### Task brief
Would you give the entries below again in full, exactly as they stand?

====

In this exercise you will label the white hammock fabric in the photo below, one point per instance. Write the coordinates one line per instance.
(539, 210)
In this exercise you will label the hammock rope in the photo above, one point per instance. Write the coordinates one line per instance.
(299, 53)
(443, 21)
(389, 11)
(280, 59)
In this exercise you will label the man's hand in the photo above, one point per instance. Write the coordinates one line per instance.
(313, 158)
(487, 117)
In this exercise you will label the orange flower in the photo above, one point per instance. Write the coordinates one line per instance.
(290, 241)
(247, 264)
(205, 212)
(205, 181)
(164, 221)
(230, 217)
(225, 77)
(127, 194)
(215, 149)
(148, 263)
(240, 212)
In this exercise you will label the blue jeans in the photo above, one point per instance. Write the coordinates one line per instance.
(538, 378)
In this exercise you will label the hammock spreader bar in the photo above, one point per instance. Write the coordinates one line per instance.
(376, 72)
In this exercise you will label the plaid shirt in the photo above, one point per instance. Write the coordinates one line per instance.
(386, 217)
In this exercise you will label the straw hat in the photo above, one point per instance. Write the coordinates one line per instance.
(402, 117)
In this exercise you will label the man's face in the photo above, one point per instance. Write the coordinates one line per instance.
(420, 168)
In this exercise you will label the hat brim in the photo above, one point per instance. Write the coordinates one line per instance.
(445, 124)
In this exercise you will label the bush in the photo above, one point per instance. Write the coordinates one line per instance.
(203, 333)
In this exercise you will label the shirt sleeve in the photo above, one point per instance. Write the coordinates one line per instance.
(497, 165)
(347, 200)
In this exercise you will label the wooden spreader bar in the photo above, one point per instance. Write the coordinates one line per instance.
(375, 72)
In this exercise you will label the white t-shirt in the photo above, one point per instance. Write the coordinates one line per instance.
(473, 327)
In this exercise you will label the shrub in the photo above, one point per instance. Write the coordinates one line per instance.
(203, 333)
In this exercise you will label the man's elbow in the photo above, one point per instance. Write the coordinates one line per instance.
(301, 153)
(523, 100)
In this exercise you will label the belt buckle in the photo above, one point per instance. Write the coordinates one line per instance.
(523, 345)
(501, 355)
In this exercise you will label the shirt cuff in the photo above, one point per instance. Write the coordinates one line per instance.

====

### Task result
In this exercise you will label the white hammock fabric in the photo below, one point per instance. Write the coordinates one line per instance.
(539, 210)
In this exercise you will label the hammock rope in the photo above, one point per instance. Write the coordinates one line per instance.
(299, 53)
(443, 21)
(389, 11)
(280, 59)
In this exercise you will label the man's hand in the photo above, one point per instance. Write the coordinates one line per instance.
(313, 158)
(487, 117)
In this exercise you will label the orange flower in the photo above, one point per instance. Write the coordinates one line per instance.
(290, 241)
(247, 264)
(205, 212)
(205, 181)
(164, 221)
(230, 217)
(225, 77)
(127, 194)
(215, 149)
(148, 263)
(240, 212)
In this exercise you will label the blue jeans in the photo above, one point per instance. Write the coordinates one line per instance.
(538, 378)
In this exercise you will label the hammock spreader bar in the photo above, one point per instance. Write the coordinates one line per instance.
(376, 72)
In this exercise you will label the plaid shirt in the photo above, one point per instance. Write the coordinates one line per instance.
(386, 217)
In this exercise you will label the straw hat in the photo above, one point per instance. Write the coordinates one line per instance.
(402, 117)
In this exercise you will label the man's face in the photo above, one point per instance. Write the coordinates one line per instance.
(420, 168)
In this exercise you will label the hat brim in the photo above, one point per instance. Write the coordinates one line per instance.
(445, 124)
In this exercise you will label the bush in the photo above, one point per instance. Write the coordinates one line per instance.
(203, 333)
In this exercise you will label the shirt sleeve in the photo above, one point per instance. Write the coordinates one line per instance.
(497, 165)
(347, 200)
In this exercise you will label the wooden spreader bar in the photo above, one point per instance. Write the coordinates one line per instance.
(375, 72)
In this exercise you will label the white t-shirt in the photo above, one point per instance. Write the coordinates one line per instance.
(473, 327)
In this exercise you will label the shrub in the photo above, one point per instance. Write the coordinates one line per instance.
(203, 333)
In this exercise you will label the man's elbow in the photo above, one point per instance. Write the coordinates one line per instance.
(301, 153)
(523, 100)
In this exercise you will label the belt buckle in the photo above, one point per instance. Write the coordinates one line per instance.
(523, 345)
(501, 355)
In this exercise you will label the shirt cuff in the photo above, one point per instance. Write the coordinates one line per instance.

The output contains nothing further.